- [Task to carry out] Look through the listing and report every line that has "below" in it.

-.-.-

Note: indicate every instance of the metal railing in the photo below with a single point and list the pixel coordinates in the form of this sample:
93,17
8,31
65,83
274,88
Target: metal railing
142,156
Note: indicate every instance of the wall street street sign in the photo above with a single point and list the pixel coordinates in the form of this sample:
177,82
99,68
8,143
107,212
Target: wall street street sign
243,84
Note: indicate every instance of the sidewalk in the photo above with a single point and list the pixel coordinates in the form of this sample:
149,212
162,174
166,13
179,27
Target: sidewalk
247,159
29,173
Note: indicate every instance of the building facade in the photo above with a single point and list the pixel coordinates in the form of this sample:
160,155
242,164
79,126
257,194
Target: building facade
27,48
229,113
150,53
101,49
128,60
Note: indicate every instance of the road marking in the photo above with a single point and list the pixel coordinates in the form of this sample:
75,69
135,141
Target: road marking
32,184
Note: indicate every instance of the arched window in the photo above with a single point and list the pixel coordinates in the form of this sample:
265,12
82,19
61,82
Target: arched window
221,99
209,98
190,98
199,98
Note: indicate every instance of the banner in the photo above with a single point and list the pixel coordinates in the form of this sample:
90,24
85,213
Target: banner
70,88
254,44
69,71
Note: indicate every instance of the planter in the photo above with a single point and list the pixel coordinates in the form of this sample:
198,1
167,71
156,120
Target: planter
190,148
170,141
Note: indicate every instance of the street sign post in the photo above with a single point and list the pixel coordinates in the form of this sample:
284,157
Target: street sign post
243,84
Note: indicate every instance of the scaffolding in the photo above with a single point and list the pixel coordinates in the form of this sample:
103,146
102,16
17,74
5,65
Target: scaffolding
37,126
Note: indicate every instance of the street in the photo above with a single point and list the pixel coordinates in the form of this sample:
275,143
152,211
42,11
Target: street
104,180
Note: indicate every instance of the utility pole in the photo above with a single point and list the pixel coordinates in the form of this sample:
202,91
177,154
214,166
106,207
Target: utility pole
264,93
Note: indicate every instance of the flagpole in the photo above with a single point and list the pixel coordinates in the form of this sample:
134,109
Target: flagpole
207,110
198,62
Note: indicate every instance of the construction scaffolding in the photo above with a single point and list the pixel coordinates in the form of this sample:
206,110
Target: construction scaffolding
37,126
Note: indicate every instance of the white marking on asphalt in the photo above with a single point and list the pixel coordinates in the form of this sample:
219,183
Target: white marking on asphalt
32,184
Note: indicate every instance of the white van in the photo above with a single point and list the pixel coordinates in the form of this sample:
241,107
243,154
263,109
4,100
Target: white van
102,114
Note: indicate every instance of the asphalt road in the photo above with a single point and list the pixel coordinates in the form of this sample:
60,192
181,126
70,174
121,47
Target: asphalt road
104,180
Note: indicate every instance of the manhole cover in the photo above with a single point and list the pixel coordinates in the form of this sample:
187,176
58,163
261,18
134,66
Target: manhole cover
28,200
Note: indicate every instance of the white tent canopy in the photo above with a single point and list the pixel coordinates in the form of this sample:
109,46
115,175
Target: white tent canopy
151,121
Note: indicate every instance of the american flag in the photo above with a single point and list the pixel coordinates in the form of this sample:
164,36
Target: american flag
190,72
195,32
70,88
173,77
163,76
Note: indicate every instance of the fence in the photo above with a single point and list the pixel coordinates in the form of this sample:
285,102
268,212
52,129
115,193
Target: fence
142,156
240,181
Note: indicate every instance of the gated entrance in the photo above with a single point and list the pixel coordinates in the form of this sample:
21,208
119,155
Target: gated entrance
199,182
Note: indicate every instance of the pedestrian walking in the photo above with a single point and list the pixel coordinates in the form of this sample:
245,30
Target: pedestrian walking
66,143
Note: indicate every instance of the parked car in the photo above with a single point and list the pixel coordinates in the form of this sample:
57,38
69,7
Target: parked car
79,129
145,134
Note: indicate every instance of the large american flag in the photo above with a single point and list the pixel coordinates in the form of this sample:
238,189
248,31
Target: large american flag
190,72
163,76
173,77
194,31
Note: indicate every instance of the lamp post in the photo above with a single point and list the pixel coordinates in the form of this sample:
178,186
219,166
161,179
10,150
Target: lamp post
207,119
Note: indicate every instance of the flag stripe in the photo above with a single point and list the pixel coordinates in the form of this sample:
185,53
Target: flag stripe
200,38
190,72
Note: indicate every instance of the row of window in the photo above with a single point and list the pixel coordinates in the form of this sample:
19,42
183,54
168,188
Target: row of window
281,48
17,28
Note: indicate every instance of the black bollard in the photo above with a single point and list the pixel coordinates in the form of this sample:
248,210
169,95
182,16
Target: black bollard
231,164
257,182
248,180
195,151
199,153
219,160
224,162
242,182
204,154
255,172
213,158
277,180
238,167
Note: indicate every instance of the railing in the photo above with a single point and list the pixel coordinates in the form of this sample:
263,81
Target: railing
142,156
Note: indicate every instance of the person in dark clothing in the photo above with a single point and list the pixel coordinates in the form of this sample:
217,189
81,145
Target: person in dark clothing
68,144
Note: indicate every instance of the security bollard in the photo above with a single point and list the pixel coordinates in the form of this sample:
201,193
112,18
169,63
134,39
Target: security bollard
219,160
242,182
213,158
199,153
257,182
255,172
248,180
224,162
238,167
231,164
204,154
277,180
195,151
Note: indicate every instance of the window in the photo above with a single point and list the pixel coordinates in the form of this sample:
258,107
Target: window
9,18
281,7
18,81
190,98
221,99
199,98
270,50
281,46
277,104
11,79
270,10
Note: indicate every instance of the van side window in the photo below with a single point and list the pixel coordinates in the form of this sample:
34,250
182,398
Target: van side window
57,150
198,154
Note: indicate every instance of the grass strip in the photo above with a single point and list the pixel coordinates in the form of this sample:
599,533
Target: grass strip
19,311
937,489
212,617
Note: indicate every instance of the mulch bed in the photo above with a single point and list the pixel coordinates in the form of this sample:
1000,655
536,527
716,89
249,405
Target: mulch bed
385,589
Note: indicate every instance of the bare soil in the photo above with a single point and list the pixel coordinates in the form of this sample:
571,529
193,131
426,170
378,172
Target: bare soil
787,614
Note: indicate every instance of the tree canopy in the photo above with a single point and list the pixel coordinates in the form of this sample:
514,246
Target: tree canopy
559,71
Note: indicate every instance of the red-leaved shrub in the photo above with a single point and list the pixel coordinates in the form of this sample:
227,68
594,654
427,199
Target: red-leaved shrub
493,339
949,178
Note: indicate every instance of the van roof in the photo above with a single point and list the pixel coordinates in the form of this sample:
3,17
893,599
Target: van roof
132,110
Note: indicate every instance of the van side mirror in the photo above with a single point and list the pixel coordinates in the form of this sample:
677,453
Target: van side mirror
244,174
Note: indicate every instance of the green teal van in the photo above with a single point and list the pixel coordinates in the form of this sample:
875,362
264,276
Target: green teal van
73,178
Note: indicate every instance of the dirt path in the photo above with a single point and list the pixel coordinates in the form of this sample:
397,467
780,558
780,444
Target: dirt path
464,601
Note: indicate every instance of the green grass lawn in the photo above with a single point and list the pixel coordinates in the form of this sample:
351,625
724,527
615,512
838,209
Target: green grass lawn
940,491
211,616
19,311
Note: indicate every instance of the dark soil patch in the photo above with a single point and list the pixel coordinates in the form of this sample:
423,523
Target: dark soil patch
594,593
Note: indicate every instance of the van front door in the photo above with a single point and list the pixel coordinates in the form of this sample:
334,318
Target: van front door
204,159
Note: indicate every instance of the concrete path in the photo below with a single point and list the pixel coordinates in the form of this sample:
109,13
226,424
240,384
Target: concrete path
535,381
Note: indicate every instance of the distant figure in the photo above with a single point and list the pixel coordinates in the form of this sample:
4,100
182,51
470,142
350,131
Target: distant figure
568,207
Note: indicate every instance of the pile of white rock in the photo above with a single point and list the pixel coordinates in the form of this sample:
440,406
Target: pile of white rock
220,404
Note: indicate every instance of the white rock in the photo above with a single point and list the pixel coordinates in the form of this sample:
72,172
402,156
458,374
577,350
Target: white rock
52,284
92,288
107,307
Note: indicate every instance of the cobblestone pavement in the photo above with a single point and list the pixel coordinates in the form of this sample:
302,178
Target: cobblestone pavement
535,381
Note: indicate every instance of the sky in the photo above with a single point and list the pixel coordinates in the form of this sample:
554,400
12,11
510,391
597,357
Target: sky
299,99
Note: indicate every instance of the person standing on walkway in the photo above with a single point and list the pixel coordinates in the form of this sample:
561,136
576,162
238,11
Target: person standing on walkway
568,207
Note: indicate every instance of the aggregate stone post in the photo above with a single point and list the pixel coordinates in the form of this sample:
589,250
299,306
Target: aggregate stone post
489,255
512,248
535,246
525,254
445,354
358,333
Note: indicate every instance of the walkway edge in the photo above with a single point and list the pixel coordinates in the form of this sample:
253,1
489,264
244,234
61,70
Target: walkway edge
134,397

-.-.-

- [Answer space]
Note: indicate every instance of the metal railing in the photo below with a single point and list the pixel coordinates in the form of this sample:
Note: indicate every instance of the van side window in the photo below with a single point and list the pixel coordinates in the form of this sample:
Note: indicate every instance of the concrete path in the photo below with a single point and list the pixel coordinates in the form of this sample:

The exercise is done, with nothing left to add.